_Materials provided_.
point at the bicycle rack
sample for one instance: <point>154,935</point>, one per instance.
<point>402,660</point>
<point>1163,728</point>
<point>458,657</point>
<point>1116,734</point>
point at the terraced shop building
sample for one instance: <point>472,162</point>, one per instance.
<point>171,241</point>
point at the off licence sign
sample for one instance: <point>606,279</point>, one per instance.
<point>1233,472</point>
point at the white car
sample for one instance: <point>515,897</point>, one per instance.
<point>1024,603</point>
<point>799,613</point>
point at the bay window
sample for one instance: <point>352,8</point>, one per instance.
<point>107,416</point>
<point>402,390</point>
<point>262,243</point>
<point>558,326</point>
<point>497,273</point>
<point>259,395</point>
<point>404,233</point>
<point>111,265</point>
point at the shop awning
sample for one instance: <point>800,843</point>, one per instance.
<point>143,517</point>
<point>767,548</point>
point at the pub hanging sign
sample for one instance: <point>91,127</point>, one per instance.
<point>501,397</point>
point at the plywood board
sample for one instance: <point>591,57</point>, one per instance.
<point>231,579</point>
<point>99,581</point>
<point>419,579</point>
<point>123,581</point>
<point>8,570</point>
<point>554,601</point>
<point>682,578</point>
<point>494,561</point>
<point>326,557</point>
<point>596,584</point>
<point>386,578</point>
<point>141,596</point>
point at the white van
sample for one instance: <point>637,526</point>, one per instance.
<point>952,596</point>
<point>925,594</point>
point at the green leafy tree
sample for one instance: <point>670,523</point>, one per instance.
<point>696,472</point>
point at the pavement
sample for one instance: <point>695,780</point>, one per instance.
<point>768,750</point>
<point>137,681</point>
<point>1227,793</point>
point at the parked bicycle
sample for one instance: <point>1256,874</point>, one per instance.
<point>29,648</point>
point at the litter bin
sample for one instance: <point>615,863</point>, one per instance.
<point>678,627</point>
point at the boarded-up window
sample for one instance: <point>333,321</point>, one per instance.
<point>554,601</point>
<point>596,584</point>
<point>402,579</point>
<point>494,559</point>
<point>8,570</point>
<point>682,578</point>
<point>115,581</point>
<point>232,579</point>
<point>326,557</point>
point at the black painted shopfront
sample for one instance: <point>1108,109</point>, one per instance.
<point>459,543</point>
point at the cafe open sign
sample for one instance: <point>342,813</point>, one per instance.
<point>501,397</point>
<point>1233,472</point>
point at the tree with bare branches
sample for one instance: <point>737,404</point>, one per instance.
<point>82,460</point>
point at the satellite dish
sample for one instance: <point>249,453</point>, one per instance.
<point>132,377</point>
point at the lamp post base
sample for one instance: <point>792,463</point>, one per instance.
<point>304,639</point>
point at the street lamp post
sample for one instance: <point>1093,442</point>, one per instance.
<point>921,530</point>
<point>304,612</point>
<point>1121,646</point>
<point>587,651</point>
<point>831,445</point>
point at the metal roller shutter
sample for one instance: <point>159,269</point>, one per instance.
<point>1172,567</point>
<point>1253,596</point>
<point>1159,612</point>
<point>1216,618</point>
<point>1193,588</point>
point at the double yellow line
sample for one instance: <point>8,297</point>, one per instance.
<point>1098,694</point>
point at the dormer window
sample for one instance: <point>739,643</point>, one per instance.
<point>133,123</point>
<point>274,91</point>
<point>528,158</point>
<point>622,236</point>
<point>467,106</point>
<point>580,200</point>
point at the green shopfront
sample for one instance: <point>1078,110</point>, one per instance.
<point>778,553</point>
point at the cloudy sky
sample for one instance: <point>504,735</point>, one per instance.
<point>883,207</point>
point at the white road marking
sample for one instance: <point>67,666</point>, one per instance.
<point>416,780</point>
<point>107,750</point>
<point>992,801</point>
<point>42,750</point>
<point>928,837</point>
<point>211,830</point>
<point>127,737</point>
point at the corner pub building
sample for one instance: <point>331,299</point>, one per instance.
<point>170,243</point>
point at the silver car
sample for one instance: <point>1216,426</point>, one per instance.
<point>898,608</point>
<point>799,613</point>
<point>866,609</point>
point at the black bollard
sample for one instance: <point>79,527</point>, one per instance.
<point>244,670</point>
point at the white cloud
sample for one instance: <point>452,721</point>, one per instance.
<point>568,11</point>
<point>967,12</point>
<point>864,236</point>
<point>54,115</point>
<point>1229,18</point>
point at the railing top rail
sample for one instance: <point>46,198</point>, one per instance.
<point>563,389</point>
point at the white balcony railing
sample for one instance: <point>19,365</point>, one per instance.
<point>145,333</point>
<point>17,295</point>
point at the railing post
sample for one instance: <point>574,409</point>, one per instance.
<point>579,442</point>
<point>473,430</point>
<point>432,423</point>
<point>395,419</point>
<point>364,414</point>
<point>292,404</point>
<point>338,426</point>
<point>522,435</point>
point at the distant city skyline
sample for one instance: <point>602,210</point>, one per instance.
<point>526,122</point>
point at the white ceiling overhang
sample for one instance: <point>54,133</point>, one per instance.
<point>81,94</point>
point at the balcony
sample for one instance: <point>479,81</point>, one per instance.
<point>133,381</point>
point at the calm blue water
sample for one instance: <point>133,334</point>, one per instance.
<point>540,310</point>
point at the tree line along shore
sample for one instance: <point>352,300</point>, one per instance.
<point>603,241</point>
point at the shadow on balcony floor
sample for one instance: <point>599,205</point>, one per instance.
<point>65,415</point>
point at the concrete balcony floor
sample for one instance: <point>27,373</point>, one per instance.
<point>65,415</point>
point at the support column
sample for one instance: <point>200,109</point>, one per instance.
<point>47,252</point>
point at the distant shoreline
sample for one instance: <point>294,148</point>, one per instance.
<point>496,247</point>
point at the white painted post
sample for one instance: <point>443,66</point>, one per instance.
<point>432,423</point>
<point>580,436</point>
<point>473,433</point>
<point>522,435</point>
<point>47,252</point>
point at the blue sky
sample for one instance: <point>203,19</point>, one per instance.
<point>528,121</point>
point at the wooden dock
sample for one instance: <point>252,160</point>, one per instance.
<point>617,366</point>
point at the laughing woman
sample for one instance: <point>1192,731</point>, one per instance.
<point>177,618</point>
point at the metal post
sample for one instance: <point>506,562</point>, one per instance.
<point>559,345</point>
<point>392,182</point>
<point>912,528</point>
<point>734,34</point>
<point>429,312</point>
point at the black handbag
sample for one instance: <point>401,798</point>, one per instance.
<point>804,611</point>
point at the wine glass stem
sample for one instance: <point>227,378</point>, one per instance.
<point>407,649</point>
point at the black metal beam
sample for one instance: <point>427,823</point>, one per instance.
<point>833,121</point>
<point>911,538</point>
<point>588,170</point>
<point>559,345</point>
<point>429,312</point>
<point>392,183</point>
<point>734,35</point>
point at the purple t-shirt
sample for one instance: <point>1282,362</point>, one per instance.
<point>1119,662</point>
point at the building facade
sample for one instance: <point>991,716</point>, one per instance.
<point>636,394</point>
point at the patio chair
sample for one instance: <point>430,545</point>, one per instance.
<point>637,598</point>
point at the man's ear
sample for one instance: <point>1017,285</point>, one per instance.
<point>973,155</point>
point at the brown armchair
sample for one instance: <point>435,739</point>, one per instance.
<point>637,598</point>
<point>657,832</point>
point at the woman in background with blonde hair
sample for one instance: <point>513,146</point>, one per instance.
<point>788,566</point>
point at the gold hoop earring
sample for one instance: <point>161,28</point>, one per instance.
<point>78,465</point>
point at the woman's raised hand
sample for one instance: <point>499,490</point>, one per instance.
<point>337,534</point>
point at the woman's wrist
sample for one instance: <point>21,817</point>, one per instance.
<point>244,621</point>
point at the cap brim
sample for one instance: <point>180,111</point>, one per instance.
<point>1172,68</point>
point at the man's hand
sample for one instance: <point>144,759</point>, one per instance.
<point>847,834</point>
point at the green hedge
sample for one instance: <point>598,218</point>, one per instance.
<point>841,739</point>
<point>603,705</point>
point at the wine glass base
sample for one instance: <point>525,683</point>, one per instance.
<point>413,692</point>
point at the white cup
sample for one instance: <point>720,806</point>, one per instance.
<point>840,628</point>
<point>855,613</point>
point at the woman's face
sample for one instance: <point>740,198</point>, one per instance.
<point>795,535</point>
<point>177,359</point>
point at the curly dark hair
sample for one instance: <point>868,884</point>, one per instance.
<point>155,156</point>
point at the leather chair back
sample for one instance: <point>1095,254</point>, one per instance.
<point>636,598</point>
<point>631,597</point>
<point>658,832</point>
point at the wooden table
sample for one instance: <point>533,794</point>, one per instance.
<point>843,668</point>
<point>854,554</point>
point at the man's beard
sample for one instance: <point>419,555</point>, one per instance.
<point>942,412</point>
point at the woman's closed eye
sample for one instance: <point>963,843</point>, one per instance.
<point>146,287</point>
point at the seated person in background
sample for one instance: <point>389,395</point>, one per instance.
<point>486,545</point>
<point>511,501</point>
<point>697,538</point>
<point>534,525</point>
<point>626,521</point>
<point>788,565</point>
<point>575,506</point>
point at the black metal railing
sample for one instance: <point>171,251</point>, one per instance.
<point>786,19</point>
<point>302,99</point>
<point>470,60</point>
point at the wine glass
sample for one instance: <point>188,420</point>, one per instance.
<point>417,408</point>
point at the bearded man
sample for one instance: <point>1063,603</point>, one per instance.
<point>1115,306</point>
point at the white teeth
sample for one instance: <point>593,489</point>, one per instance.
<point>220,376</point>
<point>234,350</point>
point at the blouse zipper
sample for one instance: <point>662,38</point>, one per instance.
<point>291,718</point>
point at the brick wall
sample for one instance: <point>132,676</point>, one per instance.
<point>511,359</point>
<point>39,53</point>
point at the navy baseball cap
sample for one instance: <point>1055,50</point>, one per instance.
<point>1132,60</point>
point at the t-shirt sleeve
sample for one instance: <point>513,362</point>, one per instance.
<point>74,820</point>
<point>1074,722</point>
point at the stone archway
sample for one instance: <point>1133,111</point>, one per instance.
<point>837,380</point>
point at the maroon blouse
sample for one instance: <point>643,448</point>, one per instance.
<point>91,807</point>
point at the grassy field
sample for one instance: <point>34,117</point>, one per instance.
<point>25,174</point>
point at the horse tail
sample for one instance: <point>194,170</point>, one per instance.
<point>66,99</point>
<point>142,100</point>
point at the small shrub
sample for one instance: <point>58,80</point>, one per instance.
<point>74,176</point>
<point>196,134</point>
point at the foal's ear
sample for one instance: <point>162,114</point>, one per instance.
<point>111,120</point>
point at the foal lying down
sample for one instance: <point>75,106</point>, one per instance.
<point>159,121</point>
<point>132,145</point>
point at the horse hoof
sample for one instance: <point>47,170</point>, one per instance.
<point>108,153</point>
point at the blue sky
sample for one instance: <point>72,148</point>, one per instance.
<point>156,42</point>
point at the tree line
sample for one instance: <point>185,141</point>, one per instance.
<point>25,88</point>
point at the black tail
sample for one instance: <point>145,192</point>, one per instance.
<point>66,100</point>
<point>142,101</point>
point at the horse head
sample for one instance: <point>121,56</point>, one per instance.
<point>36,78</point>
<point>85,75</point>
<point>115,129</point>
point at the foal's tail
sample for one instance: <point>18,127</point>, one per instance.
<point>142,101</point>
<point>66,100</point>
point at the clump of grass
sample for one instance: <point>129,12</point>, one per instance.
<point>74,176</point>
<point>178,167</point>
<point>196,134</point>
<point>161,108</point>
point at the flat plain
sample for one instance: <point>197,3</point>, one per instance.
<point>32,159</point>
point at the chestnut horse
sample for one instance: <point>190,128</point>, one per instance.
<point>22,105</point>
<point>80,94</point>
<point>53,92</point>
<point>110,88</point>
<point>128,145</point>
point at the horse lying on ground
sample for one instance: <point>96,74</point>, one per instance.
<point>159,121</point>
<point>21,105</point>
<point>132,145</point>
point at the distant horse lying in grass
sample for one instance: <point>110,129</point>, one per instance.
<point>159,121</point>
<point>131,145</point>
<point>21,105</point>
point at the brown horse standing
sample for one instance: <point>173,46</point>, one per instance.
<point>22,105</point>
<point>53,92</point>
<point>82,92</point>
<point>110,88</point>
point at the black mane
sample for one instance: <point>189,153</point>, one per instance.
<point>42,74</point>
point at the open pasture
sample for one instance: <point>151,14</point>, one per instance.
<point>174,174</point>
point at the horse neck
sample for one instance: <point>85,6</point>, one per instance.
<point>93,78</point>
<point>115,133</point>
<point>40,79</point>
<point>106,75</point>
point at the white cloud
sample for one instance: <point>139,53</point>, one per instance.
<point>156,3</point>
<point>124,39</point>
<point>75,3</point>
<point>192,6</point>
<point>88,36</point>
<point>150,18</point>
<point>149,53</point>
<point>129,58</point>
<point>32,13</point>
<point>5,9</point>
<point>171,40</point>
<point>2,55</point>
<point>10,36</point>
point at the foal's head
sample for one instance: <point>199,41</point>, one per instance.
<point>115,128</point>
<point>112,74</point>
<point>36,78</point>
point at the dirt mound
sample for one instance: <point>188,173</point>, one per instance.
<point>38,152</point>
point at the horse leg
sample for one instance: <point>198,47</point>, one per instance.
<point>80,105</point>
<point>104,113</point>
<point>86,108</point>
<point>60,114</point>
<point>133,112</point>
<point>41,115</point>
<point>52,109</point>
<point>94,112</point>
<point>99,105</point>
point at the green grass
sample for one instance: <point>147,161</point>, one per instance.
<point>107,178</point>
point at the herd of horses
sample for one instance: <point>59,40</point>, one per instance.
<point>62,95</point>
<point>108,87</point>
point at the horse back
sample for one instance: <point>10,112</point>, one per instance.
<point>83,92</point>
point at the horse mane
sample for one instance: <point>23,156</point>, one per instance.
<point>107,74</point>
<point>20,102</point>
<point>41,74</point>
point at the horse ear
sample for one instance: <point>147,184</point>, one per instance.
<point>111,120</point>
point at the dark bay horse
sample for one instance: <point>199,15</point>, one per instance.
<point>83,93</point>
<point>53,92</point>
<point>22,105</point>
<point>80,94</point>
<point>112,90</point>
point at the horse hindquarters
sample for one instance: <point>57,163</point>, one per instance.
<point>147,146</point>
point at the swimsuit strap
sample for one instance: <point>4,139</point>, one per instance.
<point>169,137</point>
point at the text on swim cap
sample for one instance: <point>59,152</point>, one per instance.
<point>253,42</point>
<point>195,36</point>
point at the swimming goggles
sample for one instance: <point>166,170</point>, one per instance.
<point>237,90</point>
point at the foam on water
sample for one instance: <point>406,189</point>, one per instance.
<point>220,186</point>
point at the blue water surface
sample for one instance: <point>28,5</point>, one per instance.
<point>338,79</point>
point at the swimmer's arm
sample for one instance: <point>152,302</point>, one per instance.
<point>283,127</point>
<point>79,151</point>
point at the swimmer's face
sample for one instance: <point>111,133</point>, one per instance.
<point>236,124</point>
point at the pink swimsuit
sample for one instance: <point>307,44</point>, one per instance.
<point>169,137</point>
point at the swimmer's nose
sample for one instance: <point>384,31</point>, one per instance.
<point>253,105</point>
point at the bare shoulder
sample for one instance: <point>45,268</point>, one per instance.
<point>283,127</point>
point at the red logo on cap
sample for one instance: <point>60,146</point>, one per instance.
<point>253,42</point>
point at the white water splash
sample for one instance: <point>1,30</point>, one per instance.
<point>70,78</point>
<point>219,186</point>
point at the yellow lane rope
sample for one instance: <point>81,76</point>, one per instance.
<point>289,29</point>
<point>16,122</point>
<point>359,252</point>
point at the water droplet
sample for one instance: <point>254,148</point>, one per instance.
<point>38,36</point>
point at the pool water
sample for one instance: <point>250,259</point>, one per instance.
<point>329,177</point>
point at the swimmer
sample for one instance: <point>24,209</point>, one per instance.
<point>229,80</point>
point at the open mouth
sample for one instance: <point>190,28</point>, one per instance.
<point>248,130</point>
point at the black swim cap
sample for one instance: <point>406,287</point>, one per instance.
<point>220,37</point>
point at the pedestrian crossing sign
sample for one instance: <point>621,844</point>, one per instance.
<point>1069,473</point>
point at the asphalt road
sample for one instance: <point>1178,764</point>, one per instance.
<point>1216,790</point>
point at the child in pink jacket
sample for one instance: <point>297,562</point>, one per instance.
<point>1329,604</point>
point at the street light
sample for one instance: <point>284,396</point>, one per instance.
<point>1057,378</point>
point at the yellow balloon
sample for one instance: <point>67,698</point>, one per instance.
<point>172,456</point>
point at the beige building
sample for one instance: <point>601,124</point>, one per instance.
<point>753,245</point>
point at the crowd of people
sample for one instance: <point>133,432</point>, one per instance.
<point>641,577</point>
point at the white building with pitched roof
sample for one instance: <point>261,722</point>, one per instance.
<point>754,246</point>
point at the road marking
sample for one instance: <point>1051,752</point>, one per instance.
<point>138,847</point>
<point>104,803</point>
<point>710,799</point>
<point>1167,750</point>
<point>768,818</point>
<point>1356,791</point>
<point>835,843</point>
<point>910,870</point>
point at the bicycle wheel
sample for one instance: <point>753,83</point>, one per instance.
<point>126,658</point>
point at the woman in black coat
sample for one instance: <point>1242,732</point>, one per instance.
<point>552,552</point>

_What the task requires_. Where the listing above reaches the line that contains "sample for one instance: <point>132,676</point>, one", start retyping, and finish with the line that contains "point at the grassy field"; reproduce those lines exactly and no others.

_Answer_.
sample for one instance: <point>132,676</point>, one per instance.
<point>511,359</point>
<point>39,53</point>
point at the navy baseball cap
sample for one instance: <point>1055,50</point>, one per instance.
<point>1132,60</point>
point at the t-shirt sleeve
sample for one instance: <point>513,362</point>, one per instance.
<point>74,820</point>
<point>1074,722</point>
point at the stone archway
sample for one instance: <point>1133,111</point>, one per instance.
<point>837,380</point>
point at the maroon blouse
sample for one instance: <point>643,448</point>, one per instance.
<point>91,807</point>
point at the grassy field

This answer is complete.